(Try it): Print the full listing once more, exactly as given.

(Working data):
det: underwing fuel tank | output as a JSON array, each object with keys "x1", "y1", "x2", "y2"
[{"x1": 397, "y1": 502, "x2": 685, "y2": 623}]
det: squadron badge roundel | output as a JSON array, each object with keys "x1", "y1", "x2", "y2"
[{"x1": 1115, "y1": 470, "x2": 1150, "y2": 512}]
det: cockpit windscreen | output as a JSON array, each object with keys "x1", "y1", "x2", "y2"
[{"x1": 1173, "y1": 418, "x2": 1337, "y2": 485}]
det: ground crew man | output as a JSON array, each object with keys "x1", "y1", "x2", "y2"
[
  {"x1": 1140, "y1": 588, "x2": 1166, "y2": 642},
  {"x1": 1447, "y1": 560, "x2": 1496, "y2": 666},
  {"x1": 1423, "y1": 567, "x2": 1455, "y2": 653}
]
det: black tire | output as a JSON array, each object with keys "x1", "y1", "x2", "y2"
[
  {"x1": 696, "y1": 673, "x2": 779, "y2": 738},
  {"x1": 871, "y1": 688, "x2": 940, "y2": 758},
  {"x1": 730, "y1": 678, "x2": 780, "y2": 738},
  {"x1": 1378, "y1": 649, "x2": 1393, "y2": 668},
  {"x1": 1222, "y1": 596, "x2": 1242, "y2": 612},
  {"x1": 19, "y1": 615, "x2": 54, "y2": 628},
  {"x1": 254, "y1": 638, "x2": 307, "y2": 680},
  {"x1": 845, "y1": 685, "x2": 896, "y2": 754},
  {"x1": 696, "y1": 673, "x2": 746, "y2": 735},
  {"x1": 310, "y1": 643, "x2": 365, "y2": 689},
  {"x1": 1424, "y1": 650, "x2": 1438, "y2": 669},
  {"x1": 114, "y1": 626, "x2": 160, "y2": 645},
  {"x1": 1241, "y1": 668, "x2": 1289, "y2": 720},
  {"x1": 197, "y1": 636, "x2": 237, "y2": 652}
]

(Task response):
det: underwing fuel tank | output as a JSON array, each object with keys "x1", "y1", "x2", "y2"
[{"x1": 397, "y1": 502, "x2": 685, "y2": 623}]
det: squadron badge roundel | output as a JSON array, each object with keys "x1", "y1", "x2", "y2"
[{"x1": 1115, "y1": 470, "x2": 1150, "y2": 512}]
det: cockpit windscreen | output as a JSON array, each object with keys "x1", "y1", "x2", "y2"
[{"x1": 1173, "y1": 418, "x2": 1337, "y2": 485}]
det: ground crew man | output as a JSON array, each object with keys "x1", "y1", "x2", "y2"
[
  {"x1": 1140, "y1": 588, "x2": 1166, "y2": 642},
  {"x1": 1447, "y1": 560, "x2": 1496, "y2": 666},
  {"x1": 1423, "y1": 567, "x2": 1455, "y2": 653}
]
det: black tire | output as a JSON array, each object with keys "x1", "y1", "x2", "y2"
[
  {"x1": 696, "y1": 673, "x2": 779, "y2": 738},
  {"x1": 871, "y1": 688, "x2": 940, "y2": 758},
  {"x1": 730, "y1": 678, "x2": 780, "y2": 738},
  {"x1": 1378, "y1": 649, "x2": 1393, "y2": 668},
  {"x1": 1222, "y1": 596, "x2": 1242, "y2": 612},
  {"x1": 19, "y1": 615, "x2": 54, "y2": 628},
  {"x1": 254, "y1": 638, "x2": 307, "y2": 680},
  {"x1": 845, "y1": 685, "x2": 896, "y2": 754},
  {"x1": 696, "y1": 673, "x2": 746, "y2": 735},
  {"x1": 310, "y1": 643, "x2": 365, "y2": 689},
  {"x1": 1424, "y1": 650, "x2": 1438, "y2": 669},
  {"x1": 114, "y1": 626, "x2": 160, "y2": 645},
  {"x1": 1241, "y1": 668, "x2": 1289, "y2": 720},
  {"x1": 197, "y1": 636, "x2": 237, "y2": 652}
]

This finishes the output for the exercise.